→ PAGE EXTRACT
- - - - -
Ever since AlexNet eclipsed the performance of competing architectures in the 2012 ImageNet challenge, convolutional neural networks have maintained their dominance in computer vision applications. Despite the recent successes and innovations brought about by convolutional neural networks, some assumptions made in these networks are perhaps unwarranted and deficient. Using a novel neural network architecture, the authors create CapsuleNets, a network that they claim is able to learn image representations in a more robust, human-like manner. With only a 3 layer capsule network, they achieved near state-of-the-art results on MNIST.

Adversarial Examples

First discussed by Christian Szegedy et. al. in late 2013, adversarial examples have been heavily discussed by the deep learning community as a potential security threat to AI learning. Adversarial examples are defined as inputs that an attacker creates intentionally fool a machine learning model. An example of an adversarial example is shown below:

adversarial img 1.png

To the human eye, the image appears to be a panda both before and after noise is injected into the image, whereas the trained ConvNet model discerns the noisy image as a Gibbon with almost 100% certainty. The fact that the network is unable to classify the above image as a panda after the epsilon perturbation leads to many potential security risks in AI dependent systems such as self-driving vehicles. Although various methods have been suggested to combat adversarial examples, robust defences are hard to construct due to the inherent difficulties in constructing theoretical models for the adversarial example crafting process. However, beyond the fact that these examples may serve as a security threat, it emphasizes that these convolutional neural networks do not learn image classification/object detection patterns the same way that a human would. Rather than identifying the core features of a panda such as: its eyes, mouth, nose, and the gradient changes in its black/white fur, the convolutional neural network seems to be learning image representations in a completely different manner. Deep learning researchers often attempt to model neural networks after human learning, and it is clear that further steps must be taken to robustify ConvNets against targeted noise perturbations.
- - - - -
→ GIVEN TASK 1
In the records, copy the lines running from the line with "rear wheel, each" to the line with "column 98, row 328", both included.

Data drawn from a collection
- - - - -
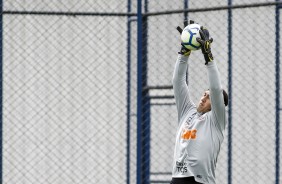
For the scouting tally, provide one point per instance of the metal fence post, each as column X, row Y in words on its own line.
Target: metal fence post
column 143, row 102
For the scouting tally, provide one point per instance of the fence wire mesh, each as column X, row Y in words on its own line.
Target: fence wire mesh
column 70, row 89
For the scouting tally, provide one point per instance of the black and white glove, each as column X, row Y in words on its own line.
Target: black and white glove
column 205, row 42
column 184, row 51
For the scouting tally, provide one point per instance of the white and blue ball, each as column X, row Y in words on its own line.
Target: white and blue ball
column 189, row 35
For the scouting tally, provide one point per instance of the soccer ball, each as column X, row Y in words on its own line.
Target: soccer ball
column 189, row 35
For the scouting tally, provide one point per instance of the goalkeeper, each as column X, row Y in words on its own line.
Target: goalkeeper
column 201, row 128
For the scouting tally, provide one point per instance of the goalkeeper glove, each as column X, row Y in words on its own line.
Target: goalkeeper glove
column 205, row 42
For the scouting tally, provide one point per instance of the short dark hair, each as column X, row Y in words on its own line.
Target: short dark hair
column 225, row 97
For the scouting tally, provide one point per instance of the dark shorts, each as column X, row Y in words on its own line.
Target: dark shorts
column 187, row 180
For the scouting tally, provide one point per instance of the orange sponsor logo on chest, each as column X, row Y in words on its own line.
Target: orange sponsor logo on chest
column 189, row 134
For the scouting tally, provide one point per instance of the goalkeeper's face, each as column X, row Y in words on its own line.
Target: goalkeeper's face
column 204, row 103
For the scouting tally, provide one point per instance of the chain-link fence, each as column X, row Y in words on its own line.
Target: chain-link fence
column 87, row 97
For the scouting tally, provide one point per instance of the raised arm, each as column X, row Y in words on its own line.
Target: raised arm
column 216, row 94
column 179, row 79
column 180, row 87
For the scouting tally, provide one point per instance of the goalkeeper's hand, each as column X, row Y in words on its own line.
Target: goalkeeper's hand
column 184, row 51
column 205, row 42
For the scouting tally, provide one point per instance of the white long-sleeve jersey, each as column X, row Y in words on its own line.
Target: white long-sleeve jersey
column 199, row 135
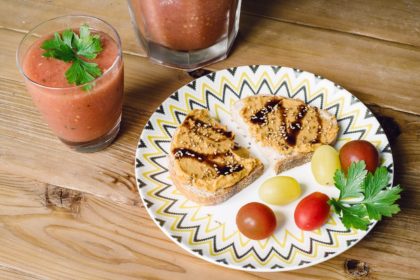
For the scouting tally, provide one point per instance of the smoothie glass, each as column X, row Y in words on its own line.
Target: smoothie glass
column 185, row 34
column 85, row 117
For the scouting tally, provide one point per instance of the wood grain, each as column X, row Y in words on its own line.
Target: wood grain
column 394, row 21
column 365, row 65
column 88, row 237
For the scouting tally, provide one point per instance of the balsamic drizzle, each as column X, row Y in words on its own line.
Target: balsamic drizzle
column 292, row 130
column 260, row 117
column 220, row 169
column 295, row 127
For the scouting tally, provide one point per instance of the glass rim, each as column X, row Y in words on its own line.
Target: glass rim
column 114, row 64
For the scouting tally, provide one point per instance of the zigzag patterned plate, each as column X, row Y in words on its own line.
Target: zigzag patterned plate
column 210, row 232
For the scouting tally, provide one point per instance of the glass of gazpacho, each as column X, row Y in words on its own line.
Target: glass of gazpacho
column 73, row 69
column 185, row 34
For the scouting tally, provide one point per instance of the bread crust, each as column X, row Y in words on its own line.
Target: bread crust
column 281, row 162
column 205, row 197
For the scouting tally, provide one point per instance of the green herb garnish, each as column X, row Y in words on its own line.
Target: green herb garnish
column 364, row 196
column 74, row 48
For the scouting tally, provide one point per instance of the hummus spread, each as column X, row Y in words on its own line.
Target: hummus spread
column 287, row 125
column 206, row 156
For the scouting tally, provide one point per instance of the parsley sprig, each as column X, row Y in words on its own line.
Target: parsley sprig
column 364, row 196
column 71, row 47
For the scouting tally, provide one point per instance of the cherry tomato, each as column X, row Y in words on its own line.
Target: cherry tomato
column 357, row 150
column 256, row 220
column 312, row 211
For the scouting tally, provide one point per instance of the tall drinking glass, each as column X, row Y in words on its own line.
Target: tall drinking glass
column 86, row 117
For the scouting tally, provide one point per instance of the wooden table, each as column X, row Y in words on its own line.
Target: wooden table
column 66, row 215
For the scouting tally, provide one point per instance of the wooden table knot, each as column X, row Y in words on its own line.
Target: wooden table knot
column 356, row 268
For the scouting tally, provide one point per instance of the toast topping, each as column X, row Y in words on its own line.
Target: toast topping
column 288, row 125
column 206, row 156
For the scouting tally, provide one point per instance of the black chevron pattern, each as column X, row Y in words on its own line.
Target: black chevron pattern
column 161, row 175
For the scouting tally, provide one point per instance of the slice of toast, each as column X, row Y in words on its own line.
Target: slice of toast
column 286, row 131
column 205, row 164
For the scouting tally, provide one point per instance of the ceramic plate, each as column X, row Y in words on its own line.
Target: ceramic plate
column 210, row 232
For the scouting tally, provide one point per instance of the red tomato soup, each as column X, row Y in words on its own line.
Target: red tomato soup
column 73, row 114
column 184, row 25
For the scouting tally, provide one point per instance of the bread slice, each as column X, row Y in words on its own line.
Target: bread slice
column 205, row 164
column 286, row 131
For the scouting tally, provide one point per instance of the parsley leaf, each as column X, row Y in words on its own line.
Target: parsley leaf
column 351, row 187
column 71, row 47
column 364, row 196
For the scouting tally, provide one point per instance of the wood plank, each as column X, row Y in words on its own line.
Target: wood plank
column 367, row 67
column 50, row 232
column 29, row 148
column 33, row 12
column 7, row 273
column 395, row 21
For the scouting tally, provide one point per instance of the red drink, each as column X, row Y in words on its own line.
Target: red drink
column 186, row 34
column 85, row 119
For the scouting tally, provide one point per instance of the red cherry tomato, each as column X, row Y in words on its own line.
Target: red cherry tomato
column 357, row 150
column 312, row 211
column 256, row 220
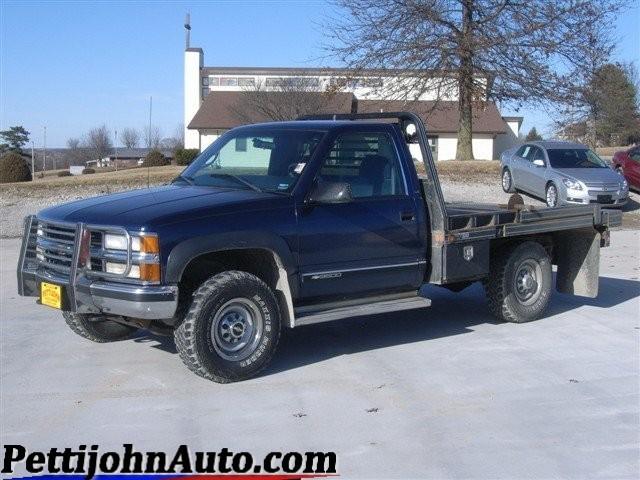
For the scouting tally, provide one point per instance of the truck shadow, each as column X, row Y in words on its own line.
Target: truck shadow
column 450, row 314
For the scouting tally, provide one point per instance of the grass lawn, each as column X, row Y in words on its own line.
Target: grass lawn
column 479, row 171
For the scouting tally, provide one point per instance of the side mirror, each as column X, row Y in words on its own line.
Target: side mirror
column 331, row 192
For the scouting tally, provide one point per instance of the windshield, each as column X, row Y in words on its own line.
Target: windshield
column 574, row 158
column 269, row 160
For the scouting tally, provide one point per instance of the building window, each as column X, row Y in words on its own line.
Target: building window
column 433, row 144
column 292, row 82
column 228, row 82
column 241, row 144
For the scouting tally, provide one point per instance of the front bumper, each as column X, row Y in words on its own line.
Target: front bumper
column 614, row 198
column 82, row 294
column 149, row 302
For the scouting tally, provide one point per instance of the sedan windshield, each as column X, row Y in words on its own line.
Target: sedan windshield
column 574, row 158
column 268, row 160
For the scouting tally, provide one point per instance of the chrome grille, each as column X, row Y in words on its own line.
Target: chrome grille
column 55, row 245
column 603, row 186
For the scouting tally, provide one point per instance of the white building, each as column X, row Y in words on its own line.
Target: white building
column 210, row 92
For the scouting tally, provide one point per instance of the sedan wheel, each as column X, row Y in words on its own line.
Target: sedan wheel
column 552, row 195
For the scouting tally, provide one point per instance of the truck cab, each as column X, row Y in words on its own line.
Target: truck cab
column 284, row 224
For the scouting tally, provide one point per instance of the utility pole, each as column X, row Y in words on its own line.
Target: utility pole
column 187, row 31
column 44, row 153
column 116, row 147
column 33, row 168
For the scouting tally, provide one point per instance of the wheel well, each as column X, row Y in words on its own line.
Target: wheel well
column 262, row 263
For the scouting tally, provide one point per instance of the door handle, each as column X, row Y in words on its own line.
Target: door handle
column 407, row 216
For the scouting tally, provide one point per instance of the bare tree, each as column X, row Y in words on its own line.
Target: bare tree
column 511, row 51
column 285, row 99
column 98, row 142
column 152, row 136
column 174, row 142
column 130, row 137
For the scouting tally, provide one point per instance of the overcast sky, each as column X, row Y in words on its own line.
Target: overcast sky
column 75, row 65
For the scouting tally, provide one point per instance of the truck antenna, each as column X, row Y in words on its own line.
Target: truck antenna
column 187, row 31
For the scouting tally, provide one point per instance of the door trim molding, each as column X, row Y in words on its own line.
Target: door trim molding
column 334, row 273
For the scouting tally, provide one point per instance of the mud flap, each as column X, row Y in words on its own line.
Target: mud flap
column 578, row 259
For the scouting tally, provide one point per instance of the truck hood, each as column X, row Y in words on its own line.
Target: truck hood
column 591, row 175
column 157, row 206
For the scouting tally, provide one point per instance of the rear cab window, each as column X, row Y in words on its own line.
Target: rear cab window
column 367, row 161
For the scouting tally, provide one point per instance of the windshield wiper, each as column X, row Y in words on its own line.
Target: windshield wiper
column 189, row 180
column 237, row 179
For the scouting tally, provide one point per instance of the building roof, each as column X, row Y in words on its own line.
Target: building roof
column 554, row 144
column 441, row 117
column 224, row 110
column 319, row 71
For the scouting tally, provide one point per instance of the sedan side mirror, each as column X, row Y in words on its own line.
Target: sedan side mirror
column 331, row 192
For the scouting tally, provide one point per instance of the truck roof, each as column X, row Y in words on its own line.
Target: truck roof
column 313, row 124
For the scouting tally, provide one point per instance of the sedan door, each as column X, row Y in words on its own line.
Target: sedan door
column 536, row 175
column 520, row 167
column 632, row 168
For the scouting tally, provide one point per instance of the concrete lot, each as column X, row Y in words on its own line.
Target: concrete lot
column 457, row 395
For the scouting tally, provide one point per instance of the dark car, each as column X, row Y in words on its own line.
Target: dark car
column 627, row 163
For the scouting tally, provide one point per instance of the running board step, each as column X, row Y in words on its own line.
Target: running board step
column 339, row 313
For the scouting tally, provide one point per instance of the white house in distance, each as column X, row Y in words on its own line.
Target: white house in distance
column 211, row 92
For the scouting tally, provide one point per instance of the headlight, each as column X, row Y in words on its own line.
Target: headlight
column 119, row 242
column 571, row 184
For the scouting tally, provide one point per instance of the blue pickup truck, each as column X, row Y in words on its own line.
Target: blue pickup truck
column 280, row 225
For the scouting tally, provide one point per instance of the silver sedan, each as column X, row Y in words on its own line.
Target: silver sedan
column 562, row 173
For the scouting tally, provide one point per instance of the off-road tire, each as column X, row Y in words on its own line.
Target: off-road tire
column 510, row 188
column 193, row 336
column 500, row 286
column 93, row 328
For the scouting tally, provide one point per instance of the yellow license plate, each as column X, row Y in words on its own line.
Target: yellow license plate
column 51, row 295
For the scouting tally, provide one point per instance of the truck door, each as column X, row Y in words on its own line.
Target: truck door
column 372, row 244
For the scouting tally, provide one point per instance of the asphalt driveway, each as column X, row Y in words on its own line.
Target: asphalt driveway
column 438, row 392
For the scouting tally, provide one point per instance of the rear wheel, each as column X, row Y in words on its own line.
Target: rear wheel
column 519, row 284
column 507, row 181
column 551, row 195
column 232, row 328
column 98, row 328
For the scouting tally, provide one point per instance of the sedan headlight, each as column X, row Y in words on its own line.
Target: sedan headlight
column 571, row 184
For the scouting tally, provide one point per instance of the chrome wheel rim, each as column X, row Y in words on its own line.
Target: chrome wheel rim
column 506, row 180
column 527, row 282
column 552, row 196
column 236, row 329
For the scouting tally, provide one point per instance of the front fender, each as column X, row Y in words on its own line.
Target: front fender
column 180, row 256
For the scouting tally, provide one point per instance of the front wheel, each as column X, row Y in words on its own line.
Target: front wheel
column 519, row 284
column 552, row 195
column 232, row 328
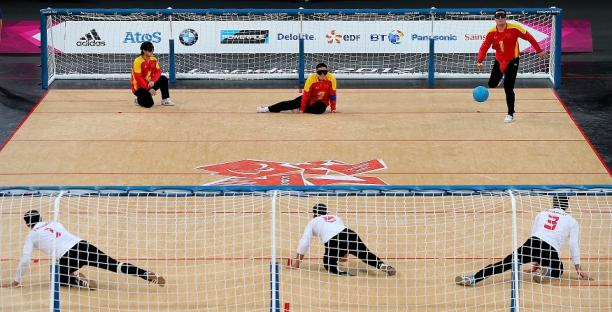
- - - - -
→ GIVEN TASK 2
According to the capsule network extract, how many layers did the capsule network have that achieved near state-of-the-art results on MNIST?

→ TASK SOLUTION 1
For the scouting tally, provide one point per instance of the rear wheel, each as column X, row Y in words on its own line.
Target: rear wheel
column 519, row 284
column 507, row 181
column 551, row 195
column 232, row 328
column 98, row 328

→ TASK SOLUTION 2
Three layers.